> **TASK BRIEF**
Exactly as given, write out the lines from the one containing "Reviewer note: check that each instance of the gabled" through the end of the listing, with both ends included and nothing else.

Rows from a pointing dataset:
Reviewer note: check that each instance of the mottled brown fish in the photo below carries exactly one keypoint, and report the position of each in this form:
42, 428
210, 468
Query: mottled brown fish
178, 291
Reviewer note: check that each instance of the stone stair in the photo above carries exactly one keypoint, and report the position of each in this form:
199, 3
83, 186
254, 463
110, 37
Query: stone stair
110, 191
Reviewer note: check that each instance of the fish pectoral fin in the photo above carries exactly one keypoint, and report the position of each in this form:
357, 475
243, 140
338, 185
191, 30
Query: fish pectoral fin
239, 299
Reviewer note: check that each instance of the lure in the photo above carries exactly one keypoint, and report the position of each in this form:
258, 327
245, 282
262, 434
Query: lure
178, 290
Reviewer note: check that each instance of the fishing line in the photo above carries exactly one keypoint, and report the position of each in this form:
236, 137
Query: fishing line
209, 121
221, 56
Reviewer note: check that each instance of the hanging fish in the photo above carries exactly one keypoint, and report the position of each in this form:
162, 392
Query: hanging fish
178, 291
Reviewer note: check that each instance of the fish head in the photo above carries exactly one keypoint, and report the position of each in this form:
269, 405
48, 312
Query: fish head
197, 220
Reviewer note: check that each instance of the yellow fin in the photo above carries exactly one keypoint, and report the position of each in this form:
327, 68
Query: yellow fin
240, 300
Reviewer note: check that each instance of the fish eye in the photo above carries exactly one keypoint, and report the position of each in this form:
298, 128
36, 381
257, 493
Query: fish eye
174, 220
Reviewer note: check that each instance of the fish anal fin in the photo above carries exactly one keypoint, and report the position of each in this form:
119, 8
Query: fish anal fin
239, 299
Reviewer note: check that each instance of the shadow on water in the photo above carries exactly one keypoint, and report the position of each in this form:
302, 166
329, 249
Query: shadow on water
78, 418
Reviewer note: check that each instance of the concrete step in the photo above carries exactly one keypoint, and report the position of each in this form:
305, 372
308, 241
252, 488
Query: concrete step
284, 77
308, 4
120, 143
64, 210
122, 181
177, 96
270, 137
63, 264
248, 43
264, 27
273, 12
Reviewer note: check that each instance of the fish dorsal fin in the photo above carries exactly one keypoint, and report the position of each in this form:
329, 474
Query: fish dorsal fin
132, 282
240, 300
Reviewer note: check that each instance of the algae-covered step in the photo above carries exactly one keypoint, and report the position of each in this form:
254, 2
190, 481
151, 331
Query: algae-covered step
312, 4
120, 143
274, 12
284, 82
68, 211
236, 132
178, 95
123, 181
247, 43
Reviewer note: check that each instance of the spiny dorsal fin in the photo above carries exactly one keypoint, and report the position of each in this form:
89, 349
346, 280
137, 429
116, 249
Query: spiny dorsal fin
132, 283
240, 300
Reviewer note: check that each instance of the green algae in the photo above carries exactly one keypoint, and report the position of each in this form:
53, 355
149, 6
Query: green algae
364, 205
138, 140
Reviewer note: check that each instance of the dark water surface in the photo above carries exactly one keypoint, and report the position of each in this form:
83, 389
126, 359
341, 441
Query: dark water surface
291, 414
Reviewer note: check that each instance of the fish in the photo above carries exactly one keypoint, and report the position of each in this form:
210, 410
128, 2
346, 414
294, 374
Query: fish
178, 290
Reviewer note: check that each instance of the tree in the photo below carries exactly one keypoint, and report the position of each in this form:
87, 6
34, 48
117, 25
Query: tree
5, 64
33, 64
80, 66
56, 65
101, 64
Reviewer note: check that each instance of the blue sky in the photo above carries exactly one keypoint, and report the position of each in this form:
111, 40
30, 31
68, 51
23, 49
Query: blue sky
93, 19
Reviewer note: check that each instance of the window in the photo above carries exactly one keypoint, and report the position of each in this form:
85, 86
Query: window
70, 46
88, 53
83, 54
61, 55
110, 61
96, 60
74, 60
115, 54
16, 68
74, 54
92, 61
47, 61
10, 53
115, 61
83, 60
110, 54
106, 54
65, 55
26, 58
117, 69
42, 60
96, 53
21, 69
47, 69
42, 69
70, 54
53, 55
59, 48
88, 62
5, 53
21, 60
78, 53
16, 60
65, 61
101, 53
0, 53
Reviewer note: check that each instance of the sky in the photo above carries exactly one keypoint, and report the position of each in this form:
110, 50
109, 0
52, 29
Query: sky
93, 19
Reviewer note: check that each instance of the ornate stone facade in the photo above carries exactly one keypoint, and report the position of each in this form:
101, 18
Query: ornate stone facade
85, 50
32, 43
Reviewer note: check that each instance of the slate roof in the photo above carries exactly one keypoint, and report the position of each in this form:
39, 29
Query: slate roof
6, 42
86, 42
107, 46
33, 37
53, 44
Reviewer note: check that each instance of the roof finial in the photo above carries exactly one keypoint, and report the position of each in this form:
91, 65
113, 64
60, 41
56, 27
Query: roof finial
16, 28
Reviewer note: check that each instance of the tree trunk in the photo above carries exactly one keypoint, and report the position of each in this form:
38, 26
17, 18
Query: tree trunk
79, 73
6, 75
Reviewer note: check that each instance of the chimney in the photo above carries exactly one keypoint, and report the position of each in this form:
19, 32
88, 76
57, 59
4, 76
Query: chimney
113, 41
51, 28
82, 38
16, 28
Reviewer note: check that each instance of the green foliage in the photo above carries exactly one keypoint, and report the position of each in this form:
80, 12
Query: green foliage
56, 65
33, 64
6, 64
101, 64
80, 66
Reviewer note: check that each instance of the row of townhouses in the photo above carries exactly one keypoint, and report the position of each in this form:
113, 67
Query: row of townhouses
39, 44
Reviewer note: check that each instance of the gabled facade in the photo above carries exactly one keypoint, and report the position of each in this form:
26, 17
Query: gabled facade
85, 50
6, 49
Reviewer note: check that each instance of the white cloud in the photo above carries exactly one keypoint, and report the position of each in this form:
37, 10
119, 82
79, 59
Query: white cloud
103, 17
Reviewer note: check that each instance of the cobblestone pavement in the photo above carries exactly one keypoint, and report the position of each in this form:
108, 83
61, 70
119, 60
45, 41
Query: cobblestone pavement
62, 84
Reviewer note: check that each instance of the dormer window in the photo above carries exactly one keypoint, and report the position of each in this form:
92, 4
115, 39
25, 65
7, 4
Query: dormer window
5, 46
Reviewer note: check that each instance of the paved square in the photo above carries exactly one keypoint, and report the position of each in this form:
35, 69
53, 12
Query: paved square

> **RESPONSE TO THE TASK**
Reviewer note: check that each instance of the gabled facade in the photo above carries exactly one keypoint, and report the position of each in this form:
26, 17
Query: gabled facade
85, 50
6, 49
Reviewer note: check that each instance of the white cloud in the photo above carries exactly one keypoint, and report the position of each in this form:
37, 10
119, 82
79, 59
Query: white cloud
103, 17
Reviewer note: check that each instance of the cobblestone pavement in the photo above carries exactly one keypoint, and report the position of each in this form:
108, 83
61, 70
119, 60
45, 41
Query: cobblestone pavement
62, 84
Reviewer note: check that each instance of the dormer window in the photo above carries exactly one keypoint, and report the position of each in this form:
92, 4
115, 39
25, 65
7, 4
Query: dormer window
5, 46
Reviewer note: check that each instance of the paved square in the photo above carries exactly one keypoint, and report the position of each in this form:
35, 69
53, 12
Query: paved square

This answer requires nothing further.